Set problem:
Extend the passage on wire loop brushes for slip rings, picking up after its final sentence.

The invention is generally concerned with establishing reliable electrical contact between relatively moving conductors by employing a redundancy of contacting spots. More specifically, the invention is directed to extremely flexible wire loop brushes wrapped about rotating slip rings on miniaturized gyroscope-stabilized platforms for making electrical contact therewith. The slip rings are made up of a plurality of preferably gold washers. They are axially stacked on a rotatable shaft, and are electrically insulated from one another. A plurality of wire loop brushes are provided for contacting respective washers (rings), each completing a circuit between stationary and moving parts of the gyroscope-stabilized platform. Each brush and washer establishes a redundancy in contacting "a" spots. The brushes are formed of a small diameter gold alloy wire such as ASTM B541 (which includes platinum, silver and copper). The loop wires are provided with means for establishing resiliency by contracting the loop whereby the wires are caused to resiliently hug or embrace peripheral arcs on the slip ring peripheries. This compensates for wear and thermal expansion and contraction of the loop due to temperature changes.

Data extract:
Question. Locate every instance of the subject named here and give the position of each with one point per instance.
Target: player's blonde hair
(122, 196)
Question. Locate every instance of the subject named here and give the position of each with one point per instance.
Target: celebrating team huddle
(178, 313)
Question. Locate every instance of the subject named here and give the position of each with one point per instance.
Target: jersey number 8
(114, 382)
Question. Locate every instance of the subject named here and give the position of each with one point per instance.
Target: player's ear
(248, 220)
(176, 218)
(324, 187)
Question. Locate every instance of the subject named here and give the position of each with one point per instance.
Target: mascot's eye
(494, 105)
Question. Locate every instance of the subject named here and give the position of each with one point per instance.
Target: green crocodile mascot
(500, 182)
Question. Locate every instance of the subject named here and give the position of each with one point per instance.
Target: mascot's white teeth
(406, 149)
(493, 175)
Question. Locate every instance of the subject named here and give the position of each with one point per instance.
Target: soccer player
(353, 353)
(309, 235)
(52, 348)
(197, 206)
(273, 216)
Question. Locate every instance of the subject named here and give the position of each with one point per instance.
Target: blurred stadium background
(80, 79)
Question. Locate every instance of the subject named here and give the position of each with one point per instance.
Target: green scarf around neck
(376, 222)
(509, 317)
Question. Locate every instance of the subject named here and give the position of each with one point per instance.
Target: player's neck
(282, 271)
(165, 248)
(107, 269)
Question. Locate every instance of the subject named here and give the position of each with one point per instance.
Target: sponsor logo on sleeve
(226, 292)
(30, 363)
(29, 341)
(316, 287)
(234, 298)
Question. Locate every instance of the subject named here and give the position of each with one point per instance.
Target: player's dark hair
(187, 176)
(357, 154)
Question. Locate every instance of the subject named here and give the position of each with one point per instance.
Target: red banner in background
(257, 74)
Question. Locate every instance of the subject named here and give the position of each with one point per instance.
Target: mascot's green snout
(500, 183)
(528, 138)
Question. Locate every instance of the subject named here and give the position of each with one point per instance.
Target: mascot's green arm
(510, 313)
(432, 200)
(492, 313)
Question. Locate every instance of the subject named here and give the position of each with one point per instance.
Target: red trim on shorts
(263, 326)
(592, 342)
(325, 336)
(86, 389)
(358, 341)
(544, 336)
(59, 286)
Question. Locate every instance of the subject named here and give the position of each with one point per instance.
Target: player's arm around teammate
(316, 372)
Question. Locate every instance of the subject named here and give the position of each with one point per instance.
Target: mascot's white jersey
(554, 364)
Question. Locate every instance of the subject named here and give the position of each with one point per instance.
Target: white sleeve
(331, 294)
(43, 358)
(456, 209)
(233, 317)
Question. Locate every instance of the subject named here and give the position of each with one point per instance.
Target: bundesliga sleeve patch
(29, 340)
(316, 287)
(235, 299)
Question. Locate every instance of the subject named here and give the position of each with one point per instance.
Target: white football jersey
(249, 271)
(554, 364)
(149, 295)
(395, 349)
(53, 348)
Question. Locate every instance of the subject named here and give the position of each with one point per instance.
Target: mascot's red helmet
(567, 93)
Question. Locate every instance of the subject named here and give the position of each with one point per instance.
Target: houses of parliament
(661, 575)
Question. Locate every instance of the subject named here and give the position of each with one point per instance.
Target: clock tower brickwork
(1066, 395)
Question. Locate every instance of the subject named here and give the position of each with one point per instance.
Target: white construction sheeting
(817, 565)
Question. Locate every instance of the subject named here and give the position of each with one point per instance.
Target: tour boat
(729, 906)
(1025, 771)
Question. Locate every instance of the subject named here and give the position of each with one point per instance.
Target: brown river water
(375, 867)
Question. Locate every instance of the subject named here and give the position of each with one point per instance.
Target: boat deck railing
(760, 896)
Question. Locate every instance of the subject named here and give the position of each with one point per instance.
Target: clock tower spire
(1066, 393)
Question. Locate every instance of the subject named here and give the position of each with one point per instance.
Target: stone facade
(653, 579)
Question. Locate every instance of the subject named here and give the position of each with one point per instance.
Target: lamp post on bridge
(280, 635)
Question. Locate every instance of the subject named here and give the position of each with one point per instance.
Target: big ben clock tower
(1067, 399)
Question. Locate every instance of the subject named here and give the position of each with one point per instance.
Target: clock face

Answer for this exercise:
With the foregoing in mind, it is an object of the invention to provide a flexible wire loop slip ring brush.

It is another object of the invention to provide flexible small diameter wire loop slip ring brushes whose opposed runs wrap around substantial arcs of ring periphery in line contact.

It is still another object of the invention to provide flexible wire loop slip ring brushes having low noise, low electrical resistance and a redundancy of contact spots about the periphery of the slip rings.

It is yet another object of the invention to provide gold alloy flexible wire slip ring brushes for use with gold slip rings.

It is yet still another object of the invention to provide flexible wire slip ring brushes with resilience for contracting into embracement with the slip rings at a contact tension relatively independent of temperature fluctuations.

FIG. 1 is a schematic representation of a miniaturized gyroscope-stabilized platform with slip rings carried on a rotatable shaft.

FIG. 2 is a representation of contact interface between two mechanically mating members in electrical contact.

FIG. 3 is a representation of a typical prior art cantilevered resilient brush in electrical point contact on a slip ring.

FIG. 3a is a cross-sectional representation taken generally along line 3--3 of FIG. 3, and illustrating an electrical circuit and contacts between the ring and brush.

FIG. 3b is a representation of contact points (potential "a" spots) on the cantilevered wire brush and slip rings of FIGS. 3 and 3a.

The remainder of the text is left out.